● **JOB**
Can you copy each of the entries below verbatim, line for line?

● **RECORDS TO PROCESS**

———

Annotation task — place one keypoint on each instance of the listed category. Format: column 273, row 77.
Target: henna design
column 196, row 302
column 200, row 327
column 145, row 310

———

● **THE SOLUTION**
Annotation task — place one keypoint on each instance of the listed category. Format: column 273, row 77.
Target: henna design
column 196, row 302
column 200, row 327
column 145, row 310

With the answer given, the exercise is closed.